-- REQUIREMENT --
Copy out every line of the listing below word for word, keeping each line unchanged.

-- EXTRACTED RECORDS --
•••••

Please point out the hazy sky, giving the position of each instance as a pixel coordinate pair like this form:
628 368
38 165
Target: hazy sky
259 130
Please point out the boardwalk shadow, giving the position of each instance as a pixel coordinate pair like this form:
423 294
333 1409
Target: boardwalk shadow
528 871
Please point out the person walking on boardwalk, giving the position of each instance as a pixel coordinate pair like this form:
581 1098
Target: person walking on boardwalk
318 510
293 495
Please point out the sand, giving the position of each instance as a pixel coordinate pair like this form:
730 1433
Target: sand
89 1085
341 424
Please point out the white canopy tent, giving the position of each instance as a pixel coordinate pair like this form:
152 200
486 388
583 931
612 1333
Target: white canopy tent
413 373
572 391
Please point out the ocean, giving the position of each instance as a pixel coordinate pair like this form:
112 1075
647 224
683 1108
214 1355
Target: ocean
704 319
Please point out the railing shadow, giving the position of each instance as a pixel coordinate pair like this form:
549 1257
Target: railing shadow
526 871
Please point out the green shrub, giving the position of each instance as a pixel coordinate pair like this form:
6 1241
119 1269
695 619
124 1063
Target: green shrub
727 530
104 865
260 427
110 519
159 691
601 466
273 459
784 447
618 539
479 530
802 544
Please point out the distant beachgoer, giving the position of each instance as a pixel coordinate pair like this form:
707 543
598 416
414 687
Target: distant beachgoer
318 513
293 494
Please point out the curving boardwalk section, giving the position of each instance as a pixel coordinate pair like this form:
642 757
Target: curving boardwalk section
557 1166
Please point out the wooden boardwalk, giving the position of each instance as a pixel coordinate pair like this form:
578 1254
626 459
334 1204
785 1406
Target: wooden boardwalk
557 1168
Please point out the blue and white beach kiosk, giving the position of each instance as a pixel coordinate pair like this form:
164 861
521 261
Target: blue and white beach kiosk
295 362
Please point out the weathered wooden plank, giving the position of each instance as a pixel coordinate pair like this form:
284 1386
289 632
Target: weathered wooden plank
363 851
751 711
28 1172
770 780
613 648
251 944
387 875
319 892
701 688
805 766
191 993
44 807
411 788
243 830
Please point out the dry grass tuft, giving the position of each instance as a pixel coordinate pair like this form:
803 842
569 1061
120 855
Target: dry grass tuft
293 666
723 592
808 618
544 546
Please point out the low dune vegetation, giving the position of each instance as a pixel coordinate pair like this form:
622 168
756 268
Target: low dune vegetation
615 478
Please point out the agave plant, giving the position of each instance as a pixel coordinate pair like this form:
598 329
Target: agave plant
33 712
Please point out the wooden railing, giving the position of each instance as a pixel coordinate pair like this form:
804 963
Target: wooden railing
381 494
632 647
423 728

•••••

-- RESULT OF THE EXERCISE --
Please point out the hazy sky, giving the position of each instance as a pixel coordinate pair like this form:
628 368
38 165
Target: hazy sky
259 130
Please point out the boardwalk shadow, giving the position of each instance as a pixel coordinate pair like this form:
423 294
333 1409
Target: boardwalk shadow
528 871
Please point out the person walking on boardwalk, giving the position of each instance as a pixel coordinate pair like this form:
581 1098
Target: person walking on boardwalk
318 510
293 495
Please point out the sand, giving the position of each instance as a pixel coordinate pair like this form:
730 1433
Target: sand
89 1085
341 424
Please point out the white canopy tent, giving the position of each instance as a pixel coordinate pair like this form:
152 200
486 388
583 931
612 1333
Target: white canopy tent
413 373
572 391
Please point out the ocean, giving the position of each instance as a pixel coordinate pair like this form:
112 1075
647 224
683 1108
214 1355
Target: ocean
704 319
Please point out the railing shadow, giving the position of each instance as a pixel coordinate pair like this form:
549 1257
Target: railing shadow
526 871
Please point out the green shrub, giving the position of each instance as a pixel coordinate pair like this form:
6 1241
119 1269
695 619
124 1063
Target: green shrub
727 530
104 865
260 427
110 519
159 691
601 466
273 459
784 447
618 539
479 530
802 544
Please point out the distant beachgoer, giving the position of each instance as a pixel coordinate pair like this form:
707 543
598 416
414 687
Target: distant beachgoer
318 513
293 494
Please point out the curving boardwalk section, giving the position of each instance as a pixel coordinate pair like this form:
642 757
Target: curving boardwalk section
557 1166
Please point out the wooden boardwalk, giving the position of each instance as a pixel coordinate pair like this form:
578 1254
626 459
334 1204
785 1406
Target: wooden boardwalk
557 1168
Please point out the blue and white beach kiosk, giving the position of each instance as a pixel coordinate pair like this form:
164 861
521 261
Target: blue and white beach kiosk
295 362
Please point out the weathered wooden plank, giving the position of each instance as a pixel coordinate pair like this form:
284 1386
289 632
Target: weathered wooden plank
363 851
751 711
28 1172
770 780
613 648
251 944
387 875
319 892
701 688
805 766
191 993
44 807
411 788
243 830
Please point out the dry grass tuft, giving the position of each instance as a pixel coordinate pair like this form:
803 842
569 1061
120 855
Target: dry grass tuft
293 666
723 592
808 618
544 546
Please point out the low dune vegetation, giving the position of each instance as a pixel coordinate pair like this form:
622 168
756 268
Target: low dune vegetation
615 478
Please point out the agave plant, giving the position of each instance as a pixel coordinate pair like this form:
598 329
Target: agave plant
33 712
Please point out the wooden railing, giving the position of each instance as a pixel coordinate pair like this form:
804 963
Target: wooden railing
381 494
632 647
423 728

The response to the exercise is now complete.